Reproduce verbatim the line in which "Identify the otter head" occurs, together with each line that follows it to the end of the listing, and nothing more.

## Data supplied
--------
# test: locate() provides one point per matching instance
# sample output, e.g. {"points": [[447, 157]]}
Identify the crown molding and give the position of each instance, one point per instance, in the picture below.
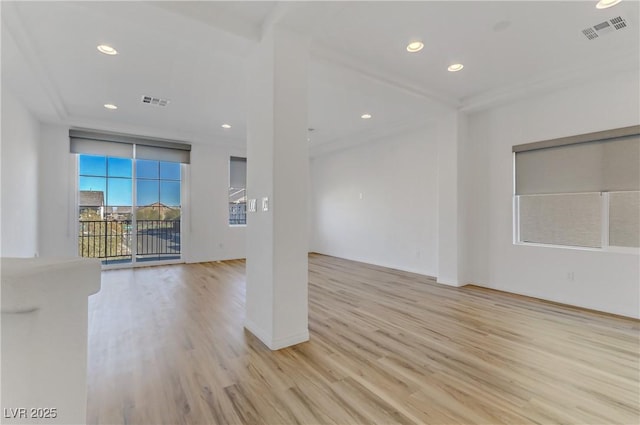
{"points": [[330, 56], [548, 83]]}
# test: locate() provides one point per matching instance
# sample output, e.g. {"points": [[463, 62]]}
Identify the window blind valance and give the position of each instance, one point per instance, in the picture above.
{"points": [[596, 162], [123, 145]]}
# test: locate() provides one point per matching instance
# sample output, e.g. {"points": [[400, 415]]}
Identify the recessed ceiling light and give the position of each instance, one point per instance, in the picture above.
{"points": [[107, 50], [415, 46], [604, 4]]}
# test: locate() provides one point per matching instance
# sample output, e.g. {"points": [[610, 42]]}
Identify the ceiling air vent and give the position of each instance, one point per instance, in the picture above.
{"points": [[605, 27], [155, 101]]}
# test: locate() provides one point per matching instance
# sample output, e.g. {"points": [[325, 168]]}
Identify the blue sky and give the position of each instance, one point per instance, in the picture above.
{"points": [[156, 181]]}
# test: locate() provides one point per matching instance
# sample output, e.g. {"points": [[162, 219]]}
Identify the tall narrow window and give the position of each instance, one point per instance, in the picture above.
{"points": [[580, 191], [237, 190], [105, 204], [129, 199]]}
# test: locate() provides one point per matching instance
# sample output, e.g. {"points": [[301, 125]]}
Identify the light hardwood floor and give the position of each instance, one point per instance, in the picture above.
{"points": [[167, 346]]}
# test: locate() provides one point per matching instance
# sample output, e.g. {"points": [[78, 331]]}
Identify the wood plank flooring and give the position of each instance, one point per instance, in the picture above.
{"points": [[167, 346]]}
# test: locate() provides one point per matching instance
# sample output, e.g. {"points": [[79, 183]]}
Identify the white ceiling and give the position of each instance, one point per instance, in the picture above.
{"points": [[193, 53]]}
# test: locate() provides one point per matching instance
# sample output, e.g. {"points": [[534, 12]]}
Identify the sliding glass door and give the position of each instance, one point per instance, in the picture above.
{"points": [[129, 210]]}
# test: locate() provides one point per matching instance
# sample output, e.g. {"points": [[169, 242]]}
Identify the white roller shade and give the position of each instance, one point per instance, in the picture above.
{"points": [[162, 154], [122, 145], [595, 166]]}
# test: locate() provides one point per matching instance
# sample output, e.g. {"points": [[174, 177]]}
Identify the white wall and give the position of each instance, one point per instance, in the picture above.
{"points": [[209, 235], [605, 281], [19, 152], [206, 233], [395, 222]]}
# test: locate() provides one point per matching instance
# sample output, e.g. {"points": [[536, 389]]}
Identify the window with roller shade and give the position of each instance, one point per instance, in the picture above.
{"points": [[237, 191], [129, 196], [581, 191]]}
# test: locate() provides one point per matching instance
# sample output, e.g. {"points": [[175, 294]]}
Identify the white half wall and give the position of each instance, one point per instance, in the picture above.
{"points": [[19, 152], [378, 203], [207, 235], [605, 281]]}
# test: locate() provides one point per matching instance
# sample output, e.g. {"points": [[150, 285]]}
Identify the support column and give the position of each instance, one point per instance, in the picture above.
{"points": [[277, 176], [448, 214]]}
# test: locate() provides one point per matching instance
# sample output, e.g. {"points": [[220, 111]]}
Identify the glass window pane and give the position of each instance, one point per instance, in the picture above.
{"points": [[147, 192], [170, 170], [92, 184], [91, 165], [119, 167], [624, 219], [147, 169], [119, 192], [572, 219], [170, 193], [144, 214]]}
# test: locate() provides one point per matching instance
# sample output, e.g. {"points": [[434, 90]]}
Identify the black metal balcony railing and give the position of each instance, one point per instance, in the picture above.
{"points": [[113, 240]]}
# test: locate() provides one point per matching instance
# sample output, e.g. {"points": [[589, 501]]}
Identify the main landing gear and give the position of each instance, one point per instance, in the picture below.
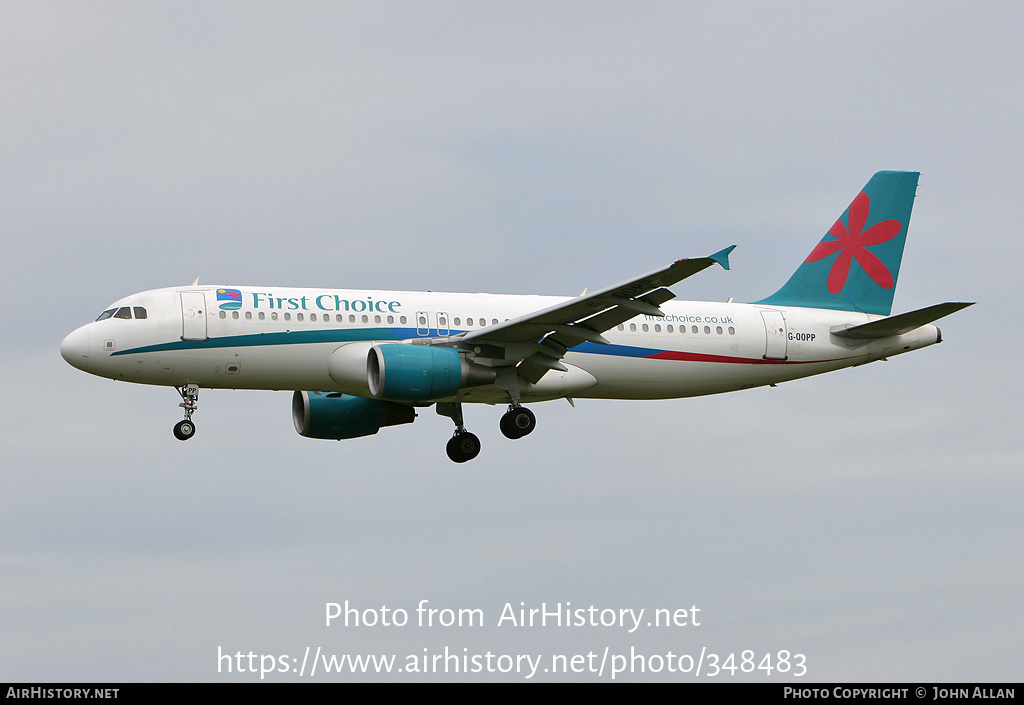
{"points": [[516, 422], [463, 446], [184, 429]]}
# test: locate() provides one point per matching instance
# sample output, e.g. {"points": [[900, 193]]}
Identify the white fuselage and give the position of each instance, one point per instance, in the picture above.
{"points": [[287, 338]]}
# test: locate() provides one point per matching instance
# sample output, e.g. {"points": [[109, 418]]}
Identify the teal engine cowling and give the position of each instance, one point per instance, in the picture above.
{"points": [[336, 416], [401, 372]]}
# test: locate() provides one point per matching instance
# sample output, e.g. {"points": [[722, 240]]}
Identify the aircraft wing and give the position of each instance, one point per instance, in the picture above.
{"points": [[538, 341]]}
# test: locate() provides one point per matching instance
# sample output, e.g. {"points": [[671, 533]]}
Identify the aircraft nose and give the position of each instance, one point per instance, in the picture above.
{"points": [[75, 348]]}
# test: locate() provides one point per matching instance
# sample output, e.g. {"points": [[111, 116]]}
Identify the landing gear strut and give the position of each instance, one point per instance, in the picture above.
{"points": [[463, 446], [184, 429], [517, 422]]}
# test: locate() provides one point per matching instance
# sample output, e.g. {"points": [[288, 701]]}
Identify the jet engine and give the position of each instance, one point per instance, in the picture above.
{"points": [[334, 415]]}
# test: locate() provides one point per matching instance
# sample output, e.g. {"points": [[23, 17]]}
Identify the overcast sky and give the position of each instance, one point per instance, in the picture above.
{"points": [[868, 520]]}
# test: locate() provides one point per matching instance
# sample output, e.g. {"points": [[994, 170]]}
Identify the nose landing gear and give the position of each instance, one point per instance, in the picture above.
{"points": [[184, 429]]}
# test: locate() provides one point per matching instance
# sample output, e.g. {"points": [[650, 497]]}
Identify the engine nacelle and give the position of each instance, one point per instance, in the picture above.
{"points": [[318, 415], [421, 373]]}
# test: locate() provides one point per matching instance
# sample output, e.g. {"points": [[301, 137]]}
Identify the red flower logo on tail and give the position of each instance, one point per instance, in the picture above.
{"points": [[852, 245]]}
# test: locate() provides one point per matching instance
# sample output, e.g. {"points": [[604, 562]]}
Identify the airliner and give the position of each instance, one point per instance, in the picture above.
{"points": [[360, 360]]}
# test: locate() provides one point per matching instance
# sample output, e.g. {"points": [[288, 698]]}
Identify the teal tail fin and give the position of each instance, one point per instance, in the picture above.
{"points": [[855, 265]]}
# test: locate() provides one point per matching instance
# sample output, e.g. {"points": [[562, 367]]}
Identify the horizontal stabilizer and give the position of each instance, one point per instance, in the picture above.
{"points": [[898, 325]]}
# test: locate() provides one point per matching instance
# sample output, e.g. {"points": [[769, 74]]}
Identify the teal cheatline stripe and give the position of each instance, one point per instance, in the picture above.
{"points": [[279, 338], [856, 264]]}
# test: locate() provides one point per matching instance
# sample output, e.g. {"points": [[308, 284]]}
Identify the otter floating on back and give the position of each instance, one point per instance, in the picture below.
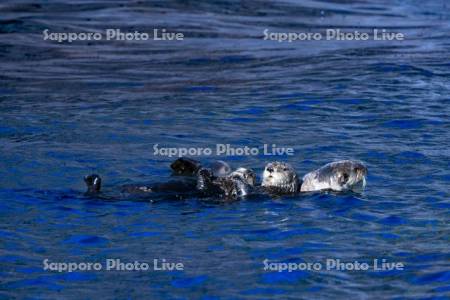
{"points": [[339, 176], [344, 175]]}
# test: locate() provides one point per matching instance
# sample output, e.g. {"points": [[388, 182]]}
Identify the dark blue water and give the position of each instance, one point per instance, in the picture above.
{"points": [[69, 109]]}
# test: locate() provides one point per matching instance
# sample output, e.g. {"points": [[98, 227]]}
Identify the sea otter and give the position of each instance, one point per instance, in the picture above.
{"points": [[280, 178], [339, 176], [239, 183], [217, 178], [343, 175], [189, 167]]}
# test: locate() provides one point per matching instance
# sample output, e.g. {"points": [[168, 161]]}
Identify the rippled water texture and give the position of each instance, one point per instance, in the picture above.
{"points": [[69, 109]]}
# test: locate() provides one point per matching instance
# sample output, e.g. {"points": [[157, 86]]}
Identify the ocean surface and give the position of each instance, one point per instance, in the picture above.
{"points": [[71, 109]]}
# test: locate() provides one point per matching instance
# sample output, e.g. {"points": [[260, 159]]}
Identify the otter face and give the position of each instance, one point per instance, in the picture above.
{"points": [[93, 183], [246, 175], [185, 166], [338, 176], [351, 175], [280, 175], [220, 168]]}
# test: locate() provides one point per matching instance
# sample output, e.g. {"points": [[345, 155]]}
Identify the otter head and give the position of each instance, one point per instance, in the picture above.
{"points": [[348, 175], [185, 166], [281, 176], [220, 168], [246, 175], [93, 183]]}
--------
## Expected answer
Identify the otter head and give the position of each instance, one point per instance, in the picture above.
{"points": [[348, 175], [185, 166], [281, 176], [220, 168], [246, 175], [93, 183]]}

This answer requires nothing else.